[Begin]
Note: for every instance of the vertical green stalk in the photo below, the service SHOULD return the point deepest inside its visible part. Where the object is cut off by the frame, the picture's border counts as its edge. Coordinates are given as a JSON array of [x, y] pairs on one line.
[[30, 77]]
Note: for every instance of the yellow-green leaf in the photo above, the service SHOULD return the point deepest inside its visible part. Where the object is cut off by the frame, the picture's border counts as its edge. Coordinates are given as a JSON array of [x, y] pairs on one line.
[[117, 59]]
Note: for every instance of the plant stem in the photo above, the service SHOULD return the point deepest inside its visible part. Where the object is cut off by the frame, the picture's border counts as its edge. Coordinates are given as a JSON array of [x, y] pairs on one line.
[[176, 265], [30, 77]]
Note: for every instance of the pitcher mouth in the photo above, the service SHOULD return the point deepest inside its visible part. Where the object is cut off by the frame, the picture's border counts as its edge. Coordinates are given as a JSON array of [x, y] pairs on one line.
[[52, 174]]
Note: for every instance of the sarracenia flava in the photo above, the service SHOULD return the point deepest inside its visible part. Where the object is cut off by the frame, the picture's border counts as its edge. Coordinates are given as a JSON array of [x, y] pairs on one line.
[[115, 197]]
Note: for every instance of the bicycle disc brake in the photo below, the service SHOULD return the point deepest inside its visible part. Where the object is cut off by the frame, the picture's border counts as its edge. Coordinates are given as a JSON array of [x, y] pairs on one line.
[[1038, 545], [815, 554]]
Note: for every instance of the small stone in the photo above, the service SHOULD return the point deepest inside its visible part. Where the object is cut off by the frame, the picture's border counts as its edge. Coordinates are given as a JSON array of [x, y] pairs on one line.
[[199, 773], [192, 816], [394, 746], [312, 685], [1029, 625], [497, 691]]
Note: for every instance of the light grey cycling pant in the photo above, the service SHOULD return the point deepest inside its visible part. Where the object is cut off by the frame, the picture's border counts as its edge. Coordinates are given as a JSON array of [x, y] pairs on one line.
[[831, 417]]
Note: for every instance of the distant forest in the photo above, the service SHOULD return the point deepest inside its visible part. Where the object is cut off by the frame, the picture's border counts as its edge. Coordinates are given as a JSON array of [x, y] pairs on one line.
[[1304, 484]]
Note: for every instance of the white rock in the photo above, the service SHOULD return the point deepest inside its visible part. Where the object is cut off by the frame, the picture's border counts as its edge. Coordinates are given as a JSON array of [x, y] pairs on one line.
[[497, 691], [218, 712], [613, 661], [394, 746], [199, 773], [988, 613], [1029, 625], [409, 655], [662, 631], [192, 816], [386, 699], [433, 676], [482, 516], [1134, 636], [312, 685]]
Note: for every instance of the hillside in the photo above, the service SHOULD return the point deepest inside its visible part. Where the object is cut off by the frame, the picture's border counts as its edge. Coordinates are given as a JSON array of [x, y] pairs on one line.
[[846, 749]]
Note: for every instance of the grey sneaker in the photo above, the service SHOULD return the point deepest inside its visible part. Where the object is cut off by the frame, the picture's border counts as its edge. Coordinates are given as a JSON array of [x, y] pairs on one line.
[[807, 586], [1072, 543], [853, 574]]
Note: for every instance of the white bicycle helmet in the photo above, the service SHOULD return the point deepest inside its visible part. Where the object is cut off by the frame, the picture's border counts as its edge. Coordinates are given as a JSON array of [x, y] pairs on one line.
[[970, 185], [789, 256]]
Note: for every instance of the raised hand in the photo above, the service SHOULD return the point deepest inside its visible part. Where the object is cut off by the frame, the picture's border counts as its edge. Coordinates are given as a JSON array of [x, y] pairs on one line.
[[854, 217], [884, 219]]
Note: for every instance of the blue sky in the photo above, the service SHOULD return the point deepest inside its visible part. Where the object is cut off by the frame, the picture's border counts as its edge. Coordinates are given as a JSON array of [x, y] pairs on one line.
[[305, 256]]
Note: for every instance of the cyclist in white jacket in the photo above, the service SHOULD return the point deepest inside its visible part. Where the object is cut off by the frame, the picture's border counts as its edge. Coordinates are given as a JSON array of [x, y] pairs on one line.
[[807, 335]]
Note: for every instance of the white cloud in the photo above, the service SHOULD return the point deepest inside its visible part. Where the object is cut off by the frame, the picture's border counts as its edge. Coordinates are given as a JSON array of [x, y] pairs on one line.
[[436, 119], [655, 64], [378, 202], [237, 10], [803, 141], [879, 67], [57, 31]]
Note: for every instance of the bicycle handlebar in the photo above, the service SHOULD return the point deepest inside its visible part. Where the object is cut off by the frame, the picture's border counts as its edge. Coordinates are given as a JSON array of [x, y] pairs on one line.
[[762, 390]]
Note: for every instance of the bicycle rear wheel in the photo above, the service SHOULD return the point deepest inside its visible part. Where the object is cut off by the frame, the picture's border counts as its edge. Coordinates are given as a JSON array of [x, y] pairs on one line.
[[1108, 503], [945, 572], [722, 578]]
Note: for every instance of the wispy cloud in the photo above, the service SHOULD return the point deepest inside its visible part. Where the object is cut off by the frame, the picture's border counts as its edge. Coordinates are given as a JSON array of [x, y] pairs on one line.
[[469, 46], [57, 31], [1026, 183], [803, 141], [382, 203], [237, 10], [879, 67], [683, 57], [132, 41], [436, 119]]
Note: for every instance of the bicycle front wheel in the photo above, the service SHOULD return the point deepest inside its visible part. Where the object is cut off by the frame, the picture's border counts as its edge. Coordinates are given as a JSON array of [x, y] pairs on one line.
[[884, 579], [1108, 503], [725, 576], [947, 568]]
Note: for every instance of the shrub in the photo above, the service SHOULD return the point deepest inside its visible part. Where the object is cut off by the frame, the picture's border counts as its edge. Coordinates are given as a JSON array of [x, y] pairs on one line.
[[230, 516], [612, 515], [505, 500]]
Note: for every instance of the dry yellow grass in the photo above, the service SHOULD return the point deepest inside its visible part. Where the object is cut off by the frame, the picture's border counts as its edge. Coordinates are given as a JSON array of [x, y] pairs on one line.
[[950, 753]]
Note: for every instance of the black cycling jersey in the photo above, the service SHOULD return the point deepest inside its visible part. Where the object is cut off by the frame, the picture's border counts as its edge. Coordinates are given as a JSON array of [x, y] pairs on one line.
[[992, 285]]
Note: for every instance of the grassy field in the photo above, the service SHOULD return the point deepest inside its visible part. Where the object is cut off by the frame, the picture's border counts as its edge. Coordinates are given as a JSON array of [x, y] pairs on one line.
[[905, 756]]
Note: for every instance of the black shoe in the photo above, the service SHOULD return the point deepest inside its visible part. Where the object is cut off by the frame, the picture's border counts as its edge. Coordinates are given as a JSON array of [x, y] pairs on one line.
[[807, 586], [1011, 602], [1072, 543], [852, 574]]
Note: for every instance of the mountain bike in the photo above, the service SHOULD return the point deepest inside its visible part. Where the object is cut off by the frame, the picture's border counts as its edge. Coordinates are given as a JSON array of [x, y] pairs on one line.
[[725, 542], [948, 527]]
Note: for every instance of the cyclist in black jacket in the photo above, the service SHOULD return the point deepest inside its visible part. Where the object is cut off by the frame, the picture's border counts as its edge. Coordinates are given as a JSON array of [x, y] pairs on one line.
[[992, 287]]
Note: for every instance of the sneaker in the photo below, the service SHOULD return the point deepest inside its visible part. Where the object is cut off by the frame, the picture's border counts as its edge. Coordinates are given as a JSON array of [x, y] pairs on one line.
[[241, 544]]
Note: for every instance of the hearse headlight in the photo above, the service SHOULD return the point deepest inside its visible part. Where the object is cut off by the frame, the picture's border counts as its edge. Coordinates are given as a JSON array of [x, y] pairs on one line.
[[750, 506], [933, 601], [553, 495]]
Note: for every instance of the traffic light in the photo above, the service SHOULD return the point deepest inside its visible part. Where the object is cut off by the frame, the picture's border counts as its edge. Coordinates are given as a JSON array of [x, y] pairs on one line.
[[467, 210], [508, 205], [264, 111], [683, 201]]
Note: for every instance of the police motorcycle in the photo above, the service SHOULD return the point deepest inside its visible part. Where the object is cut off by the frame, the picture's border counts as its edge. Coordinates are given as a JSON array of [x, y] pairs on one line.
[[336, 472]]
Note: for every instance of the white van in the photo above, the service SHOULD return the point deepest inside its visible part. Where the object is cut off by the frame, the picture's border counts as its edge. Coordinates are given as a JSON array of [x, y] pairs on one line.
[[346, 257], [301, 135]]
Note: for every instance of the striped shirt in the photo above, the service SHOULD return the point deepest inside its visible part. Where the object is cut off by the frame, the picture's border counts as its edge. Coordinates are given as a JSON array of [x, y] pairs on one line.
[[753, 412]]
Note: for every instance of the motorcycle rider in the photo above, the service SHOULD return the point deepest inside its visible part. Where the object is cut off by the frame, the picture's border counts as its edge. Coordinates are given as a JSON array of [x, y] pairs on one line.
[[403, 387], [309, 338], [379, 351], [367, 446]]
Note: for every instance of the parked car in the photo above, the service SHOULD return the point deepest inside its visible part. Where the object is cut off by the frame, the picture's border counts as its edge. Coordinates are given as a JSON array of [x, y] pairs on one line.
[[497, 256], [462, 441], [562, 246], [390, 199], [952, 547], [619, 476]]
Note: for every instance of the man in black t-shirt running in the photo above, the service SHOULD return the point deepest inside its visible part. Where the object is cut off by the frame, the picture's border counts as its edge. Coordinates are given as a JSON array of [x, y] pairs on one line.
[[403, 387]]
[End]
TASK DIRECTIONS: Can you format the data above, between the line holding "Note: for every instance of the parked" and the line holding "547], [619, 476]]", inclusive, as a JSON list of strings with one string per line and blank lines left out?

OUTPUT OF THE EXERCISE:
[
  "Note: for every instance of the parked car in the photo above, the service SHOULD return the point deepest inside its visible part. Where the object is cut off by the frame, the picture's border counts as its edge. Coordinates are given as a JSON array of [x, y] pairs on one line.",
  "[[497, 256], [462, 441], [562, 246], [390, 199], [952, 547], [619, 476]]"
]